WORK INSTRUCTIONS:
**a)** According to the word_probability_plot documentation, what does the function use as topic labels when topic_label is NULL?
**b)** In the word_probability_plot documentation, reproduce the passage from "The function uses the ggplot2" up to and including "dfm_object <- quanteda::dfm(tokens)".
**c)** Continue the word_probability_plot documentation from the point where it stops.

QUOTED PASSAGE:
****************

Plot Highest Word Probabilities for Each Topic — word_probability

This function provides a visualization of the top terms for each topic, ordered by their word probability distribution for each topic (beta).

Usage

word_probability_plot(
  top_topic_terms,
  topic_label = NULL,
  ncol = 3,
  height = 1200,
  width = 800,
  ...
)

Arguments

top_topic_terms: A data frame containing the top terms for each topic.
topic_label: A character vector of topic labels for each topic. If NULL, the function uses the topic number.
ncol: The number of columns in the facet plot (default: 3).
height: The height of the resulting Plotly plot, in pixels (default: 1200).
width: The width of the resulting Plotly plot, in pixels (default: 800).
...: Additional arguments passed to plotly::layout.

Value

A Plotly object showing a facet-wrapped chart of top terms for each topic, ordered by their per-topic probability (beta). Each facet represents a topic.

Details

The function uses the ggplot2 package to create a facet-wrapped chart of top terms for each topic,

Examples

if (interactive()) {
 df <- TextAnalysisR::SpecialEduTech

 united_tbl <- TextAnalysisR::unite_text_cols(df, listed_vars = c("title", "keyword", "abstract"))

 tokens <- TextAnalysisR::preprocess_texts(united_tbl, text_field = "united_texts")

 dfm_object <- quanteda::dfm(tokens)

 out <- quanteda::convert(dfm_object, to = "stm")

stm_15 <- stm::stm(
  data = out$meta,
  documents = out$documents,
  vocab = out$vocab,
  max.em.its = 75,
  init.type = "Spectral",
  K = 15,
  prevalence = ~ reference_type + s(year),
  verbose = TRUE)

****************

SUPPLIED INFORMATION:
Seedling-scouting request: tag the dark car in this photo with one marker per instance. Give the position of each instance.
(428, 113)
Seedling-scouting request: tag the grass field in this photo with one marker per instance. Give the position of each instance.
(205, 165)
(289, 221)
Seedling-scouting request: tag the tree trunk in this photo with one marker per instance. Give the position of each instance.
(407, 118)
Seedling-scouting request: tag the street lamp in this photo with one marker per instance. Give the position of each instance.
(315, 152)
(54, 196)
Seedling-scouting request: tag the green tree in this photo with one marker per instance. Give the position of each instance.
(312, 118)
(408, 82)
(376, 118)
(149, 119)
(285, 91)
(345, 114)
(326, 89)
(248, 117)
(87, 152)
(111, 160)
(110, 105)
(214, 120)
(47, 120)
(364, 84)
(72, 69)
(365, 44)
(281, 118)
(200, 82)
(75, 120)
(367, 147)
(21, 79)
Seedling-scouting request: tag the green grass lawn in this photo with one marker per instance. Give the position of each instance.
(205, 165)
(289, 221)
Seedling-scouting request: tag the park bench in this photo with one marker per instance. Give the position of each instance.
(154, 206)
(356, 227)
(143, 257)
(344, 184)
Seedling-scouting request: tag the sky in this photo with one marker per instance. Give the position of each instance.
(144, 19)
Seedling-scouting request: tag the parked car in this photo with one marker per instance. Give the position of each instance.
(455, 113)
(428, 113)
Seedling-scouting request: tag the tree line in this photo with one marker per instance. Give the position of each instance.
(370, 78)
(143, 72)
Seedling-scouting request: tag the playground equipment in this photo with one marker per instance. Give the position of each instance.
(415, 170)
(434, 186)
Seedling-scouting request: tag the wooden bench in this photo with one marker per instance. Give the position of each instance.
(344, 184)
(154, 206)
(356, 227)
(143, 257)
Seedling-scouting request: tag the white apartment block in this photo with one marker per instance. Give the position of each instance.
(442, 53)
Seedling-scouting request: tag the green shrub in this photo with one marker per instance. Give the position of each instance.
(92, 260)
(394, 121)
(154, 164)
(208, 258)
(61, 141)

****************

ANSWERS FOR EACH ITEM:
**a)** It uses the topic number.

**b)**
The function uses the ggplot2 package to create a facet-wrapped chart of top terms for each topic,

Examples

if (interactive()) {
 df <- TextAnalysisR::SpecialEduTech

 united_tbl <- TextAnalysisR::unite_text_cols(df, listed_vars = c("title", "keyword", "abstract"))

 tokens <- TextAnalysisR::preprocess_texts(united_tbl, text_field = "united_texts")

 dfm_object <- quanteda::dfm(tokens)

**c)**
top_topic_terms <- TextAnalysisR::select_top_topic_terms(
  stm_model = stm_15,
  top_term_n = 10,
  verbose = TRUE
  )

top_labeled_topic_terms <- TextAnalysisR::generate_topic_labels(
  top_topic_terms = top_topic_terms,
  model = "gpt-3.5-turbo",
  temperature = 0.5,
  openai_api_key = "your_openai_api_key",
  verbose = TRUE)
top_labeled_topic_terms


TextAnalysisR::plot_word_probabilities(
  top_labeled_topic_terms,
  topic_label = "topic_label",
  ncol = 3,
  height = 1200,
  width = 800
  )

TextAnalysisR::plot_word_probabilities(
  top_topic_terms,
  ncol = 3,
  height = 1200,
  width = 800
  )


 manual_labels <- c("1" = "Mathematical technology for students with LD",
                    "2" = "STEM technology",
                    "3" = "CAI for math problem solving")

word_probability_plot <- TextAnalysisR::word_probability_plot(
                         top_topic_terms,
                         topic_label = manual_labels,
                         ncol = 3,
                         height = 1200,
                         width = 800)
print(word_probability_plot)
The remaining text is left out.